_Selected excerpt_.
- - - - -

There are all kinds of things that people have a need to measure—the pressure of a wiper blade as it travels across a windshield, for instance, or a patient's grip on the handle of a therapeutic machine. A baby diaper must fit right, so it neither leaks nor binds.

As different as the applications are, they share the problem of finding a means to capture detailed data, often on a complex surface. A company in Los Angeles, Pressure Profile Systems Inc., markets a variety of capacitive sensors to accomplish exactly that.

The sensors consist of two electrodes separated by a compressible spacer layer. As applied pressure closes the distance between the electrodes, their capacitance changes, and the difference can be converted into an electric signal that can be captured electronically. Signal conditioning electronics process the data, which can be stored and visualized.

A Lycra membrane forms a stretchable system of sensors that will fit irregular surfaces.

- - - - -

_Source information_.
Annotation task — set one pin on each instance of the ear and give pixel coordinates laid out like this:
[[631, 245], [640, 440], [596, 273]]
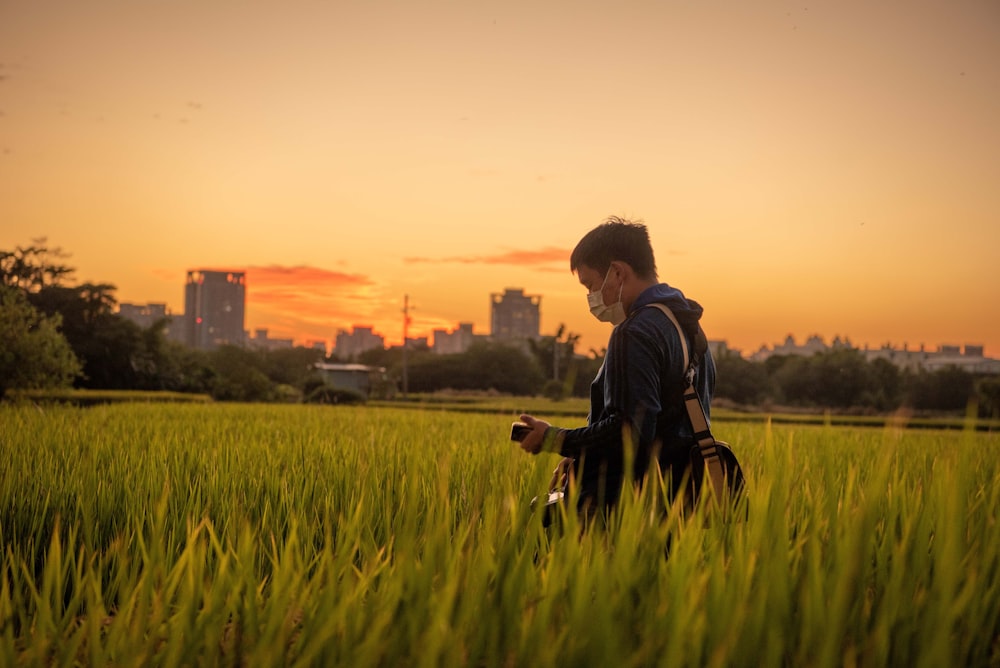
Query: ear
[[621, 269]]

- - - - -

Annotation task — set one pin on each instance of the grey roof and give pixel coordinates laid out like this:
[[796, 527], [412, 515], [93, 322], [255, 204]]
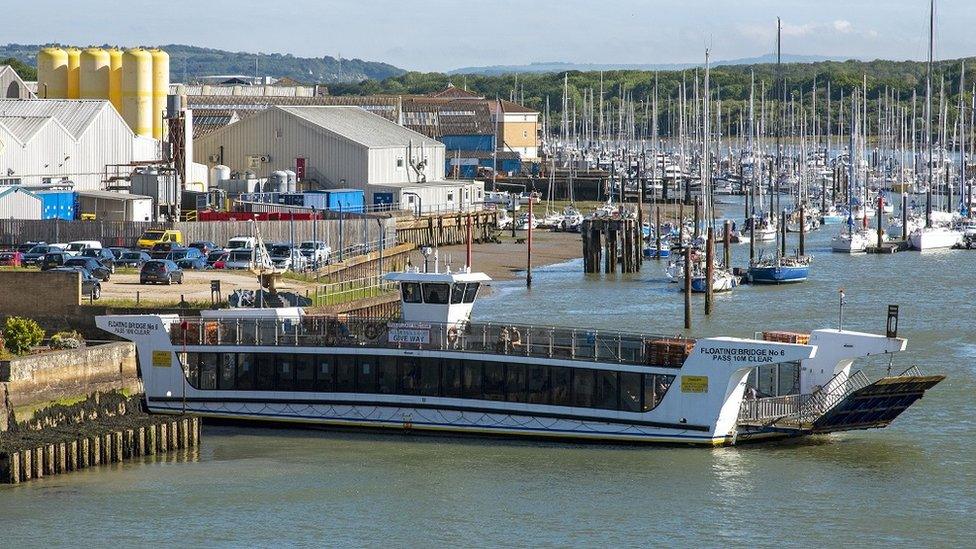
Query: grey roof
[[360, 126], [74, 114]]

- - - - -

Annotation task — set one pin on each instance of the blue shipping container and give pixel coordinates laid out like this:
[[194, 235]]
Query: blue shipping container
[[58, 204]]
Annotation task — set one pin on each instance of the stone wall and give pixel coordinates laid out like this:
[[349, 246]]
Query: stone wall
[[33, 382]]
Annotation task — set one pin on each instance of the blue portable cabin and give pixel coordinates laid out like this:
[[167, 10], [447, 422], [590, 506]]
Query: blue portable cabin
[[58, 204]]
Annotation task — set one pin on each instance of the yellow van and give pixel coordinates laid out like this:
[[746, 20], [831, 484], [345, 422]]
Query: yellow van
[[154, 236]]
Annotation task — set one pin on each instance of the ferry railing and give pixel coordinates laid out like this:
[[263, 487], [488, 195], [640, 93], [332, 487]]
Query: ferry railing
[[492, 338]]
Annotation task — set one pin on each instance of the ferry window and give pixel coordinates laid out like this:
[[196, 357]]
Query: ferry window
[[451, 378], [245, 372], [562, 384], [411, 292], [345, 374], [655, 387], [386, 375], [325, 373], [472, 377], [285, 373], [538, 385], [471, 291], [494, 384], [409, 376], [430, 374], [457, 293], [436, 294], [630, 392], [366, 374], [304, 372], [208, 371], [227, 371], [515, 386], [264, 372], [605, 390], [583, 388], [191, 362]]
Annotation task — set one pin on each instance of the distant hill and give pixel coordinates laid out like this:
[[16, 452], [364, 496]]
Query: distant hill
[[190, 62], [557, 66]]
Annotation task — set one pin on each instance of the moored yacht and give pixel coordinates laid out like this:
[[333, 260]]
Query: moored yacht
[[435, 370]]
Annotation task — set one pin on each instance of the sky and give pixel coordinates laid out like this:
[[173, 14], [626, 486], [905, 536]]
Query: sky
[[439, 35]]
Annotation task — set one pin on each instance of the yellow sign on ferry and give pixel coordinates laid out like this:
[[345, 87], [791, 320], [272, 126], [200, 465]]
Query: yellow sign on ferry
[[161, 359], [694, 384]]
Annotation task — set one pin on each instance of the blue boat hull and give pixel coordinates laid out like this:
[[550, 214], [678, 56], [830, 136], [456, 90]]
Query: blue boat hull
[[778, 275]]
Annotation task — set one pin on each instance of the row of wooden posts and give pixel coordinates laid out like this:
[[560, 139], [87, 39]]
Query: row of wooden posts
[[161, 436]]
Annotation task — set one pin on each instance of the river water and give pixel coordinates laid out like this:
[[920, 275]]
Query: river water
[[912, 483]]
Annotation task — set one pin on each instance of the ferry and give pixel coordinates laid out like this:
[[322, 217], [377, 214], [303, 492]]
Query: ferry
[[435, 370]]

- - - - -

_Action item_.
List every example of a measurement need given in the opening paragraph of the text on capacitive pressure sensors.

_Solution for this exercise_.
- The pressure of a wiper blade as it travels across a windshield
- A patient's grip on the handle of a therapeutic machine
- The fit of a baby diaper, so it neither leaks nor binds